┌──
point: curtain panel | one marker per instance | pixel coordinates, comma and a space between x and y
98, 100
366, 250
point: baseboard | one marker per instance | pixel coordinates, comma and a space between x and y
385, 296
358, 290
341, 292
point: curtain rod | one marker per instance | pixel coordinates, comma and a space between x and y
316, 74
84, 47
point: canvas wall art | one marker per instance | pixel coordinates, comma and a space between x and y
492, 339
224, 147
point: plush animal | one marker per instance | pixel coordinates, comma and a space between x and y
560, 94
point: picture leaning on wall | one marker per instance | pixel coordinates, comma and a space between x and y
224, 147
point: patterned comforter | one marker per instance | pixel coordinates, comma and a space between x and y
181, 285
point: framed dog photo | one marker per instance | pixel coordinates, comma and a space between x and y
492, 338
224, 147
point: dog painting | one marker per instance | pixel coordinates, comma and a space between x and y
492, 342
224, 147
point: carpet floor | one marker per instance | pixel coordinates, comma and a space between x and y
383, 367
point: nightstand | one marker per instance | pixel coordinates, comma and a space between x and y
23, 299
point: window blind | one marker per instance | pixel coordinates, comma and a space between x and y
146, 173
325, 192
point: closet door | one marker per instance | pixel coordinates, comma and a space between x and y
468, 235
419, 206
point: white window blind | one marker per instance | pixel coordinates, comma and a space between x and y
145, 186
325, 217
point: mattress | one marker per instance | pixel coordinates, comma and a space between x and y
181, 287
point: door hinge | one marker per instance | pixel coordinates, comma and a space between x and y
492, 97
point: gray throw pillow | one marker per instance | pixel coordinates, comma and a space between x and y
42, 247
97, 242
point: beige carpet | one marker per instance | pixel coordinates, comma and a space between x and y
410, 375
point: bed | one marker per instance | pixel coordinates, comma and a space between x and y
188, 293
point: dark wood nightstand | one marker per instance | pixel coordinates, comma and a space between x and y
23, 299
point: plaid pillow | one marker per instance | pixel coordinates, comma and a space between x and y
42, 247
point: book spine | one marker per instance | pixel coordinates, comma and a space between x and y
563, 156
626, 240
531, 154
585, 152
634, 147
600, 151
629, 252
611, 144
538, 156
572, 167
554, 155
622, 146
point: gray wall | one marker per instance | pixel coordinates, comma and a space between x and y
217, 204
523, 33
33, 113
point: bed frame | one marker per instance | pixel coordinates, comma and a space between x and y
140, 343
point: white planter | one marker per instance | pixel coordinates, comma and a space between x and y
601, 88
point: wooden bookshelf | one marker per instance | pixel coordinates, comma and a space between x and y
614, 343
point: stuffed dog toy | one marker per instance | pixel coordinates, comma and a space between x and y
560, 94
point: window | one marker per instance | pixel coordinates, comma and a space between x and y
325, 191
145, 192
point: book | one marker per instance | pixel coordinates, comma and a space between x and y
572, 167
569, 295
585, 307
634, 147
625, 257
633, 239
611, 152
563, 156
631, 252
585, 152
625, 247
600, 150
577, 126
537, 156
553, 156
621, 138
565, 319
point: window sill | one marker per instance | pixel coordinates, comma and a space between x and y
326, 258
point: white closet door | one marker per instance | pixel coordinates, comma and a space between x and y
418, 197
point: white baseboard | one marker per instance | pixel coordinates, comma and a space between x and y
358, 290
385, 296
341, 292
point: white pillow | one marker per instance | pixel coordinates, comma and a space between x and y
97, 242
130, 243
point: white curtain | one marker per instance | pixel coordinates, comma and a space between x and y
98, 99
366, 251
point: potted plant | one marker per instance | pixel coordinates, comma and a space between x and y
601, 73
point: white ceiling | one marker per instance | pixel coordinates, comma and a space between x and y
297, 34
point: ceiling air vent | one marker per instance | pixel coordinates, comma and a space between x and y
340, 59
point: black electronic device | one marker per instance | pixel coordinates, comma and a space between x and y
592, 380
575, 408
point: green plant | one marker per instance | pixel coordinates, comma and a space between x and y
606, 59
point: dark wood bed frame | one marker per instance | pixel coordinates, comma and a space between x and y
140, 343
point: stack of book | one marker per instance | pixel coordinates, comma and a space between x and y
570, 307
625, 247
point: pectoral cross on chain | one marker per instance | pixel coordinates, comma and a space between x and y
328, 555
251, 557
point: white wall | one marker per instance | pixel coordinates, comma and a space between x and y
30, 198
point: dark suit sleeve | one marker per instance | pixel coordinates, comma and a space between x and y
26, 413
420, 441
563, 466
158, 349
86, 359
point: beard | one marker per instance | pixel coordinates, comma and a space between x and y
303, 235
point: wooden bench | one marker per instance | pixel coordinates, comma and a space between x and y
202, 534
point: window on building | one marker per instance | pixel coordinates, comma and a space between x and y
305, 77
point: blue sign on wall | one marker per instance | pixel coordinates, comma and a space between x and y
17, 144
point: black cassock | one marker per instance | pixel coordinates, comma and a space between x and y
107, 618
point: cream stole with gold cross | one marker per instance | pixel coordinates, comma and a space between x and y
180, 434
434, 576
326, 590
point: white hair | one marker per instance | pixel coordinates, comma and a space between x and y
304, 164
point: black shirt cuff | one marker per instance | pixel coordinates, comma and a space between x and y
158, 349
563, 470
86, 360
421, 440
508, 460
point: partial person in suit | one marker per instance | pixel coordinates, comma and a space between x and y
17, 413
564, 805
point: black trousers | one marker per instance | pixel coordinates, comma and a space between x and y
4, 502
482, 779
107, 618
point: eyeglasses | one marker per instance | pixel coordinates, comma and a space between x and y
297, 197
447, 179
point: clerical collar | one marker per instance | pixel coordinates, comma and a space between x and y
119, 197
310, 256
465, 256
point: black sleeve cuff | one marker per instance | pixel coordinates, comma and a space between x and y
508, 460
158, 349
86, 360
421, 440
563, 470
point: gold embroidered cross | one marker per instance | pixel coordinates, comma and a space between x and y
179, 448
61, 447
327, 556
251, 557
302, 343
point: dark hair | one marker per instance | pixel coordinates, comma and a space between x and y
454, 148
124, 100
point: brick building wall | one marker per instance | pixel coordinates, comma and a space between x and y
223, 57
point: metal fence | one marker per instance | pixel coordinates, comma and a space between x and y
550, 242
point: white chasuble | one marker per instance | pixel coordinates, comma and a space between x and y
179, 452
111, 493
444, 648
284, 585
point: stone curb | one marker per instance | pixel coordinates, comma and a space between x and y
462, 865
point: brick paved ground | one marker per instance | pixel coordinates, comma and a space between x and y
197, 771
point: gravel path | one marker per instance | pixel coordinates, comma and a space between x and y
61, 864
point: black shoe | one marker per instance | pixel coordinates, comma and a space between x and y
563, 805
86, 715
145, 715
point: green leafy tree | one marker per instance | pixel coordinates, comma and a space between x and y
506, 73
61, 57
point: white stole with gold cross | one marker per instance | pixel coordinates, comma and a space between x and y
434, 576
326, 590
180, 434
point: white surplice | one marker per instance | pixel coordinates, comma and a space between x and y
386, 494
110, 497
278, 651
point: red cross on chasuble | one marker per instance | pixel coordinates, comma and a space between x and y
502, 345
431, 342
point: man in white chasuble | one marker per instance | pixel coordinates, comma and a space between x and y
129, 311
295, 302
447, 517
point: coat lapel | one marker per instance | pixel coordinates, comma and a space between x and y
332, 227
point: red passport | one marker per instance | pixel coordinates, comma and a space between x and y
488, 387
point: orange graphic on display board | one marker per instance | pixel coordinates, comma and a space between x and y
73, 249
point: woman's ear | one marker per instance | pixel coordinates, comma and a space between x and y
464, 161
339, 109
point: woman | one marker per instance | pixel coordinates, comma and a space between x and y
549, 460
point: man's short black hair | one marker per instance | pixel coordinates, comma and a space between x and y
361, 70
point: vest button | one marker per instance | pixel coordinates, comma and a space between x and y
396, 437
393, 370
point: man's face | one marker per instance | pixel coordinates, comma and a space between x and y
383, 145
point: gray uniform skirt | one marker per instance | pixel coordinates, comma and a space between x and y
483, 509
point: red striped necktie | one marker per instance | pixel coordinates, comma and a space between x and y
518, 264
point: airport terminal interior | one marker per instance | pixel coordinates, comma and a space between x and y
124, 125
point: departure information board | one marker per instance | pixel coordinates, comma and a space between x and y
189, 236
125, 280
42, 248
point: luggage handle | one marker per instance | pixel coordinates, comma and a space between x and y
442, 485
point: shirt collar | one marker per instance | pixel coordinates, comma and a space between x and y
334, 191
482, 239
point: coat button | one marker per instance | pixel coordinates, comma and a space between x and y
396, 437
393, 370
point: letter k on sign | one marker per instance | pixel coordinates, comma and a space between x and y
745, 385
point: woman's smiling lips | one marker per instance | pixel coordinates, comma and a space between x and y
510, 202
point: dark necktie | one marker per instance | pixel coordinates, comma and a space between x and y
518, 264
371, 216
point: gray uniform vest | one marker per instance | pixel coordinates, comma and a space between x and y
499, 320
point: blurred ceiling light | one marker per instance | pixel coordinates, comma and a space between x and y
└──
■ Exercise description ■
Only these lines should appear in the reply: the one containing "point: woman's smiling", the last line of the data, and all lines between them, each copied exactly.

■ Result for this task ■
point: woman's smiling lips | one marker per instance | pixel coordinates, comma and a space between x and y
510, 202
point: dark necktie | one marker per instance | pixel coordinates, comma and a space between x and y
518, 264
371, 216
point: gray uniform vest | one marker per instance | pixel coordinates, comma and a space between x and y
499, 320
point: blurred ceiling light | one marker per instance | pixel coordinates, comma and a space between x and y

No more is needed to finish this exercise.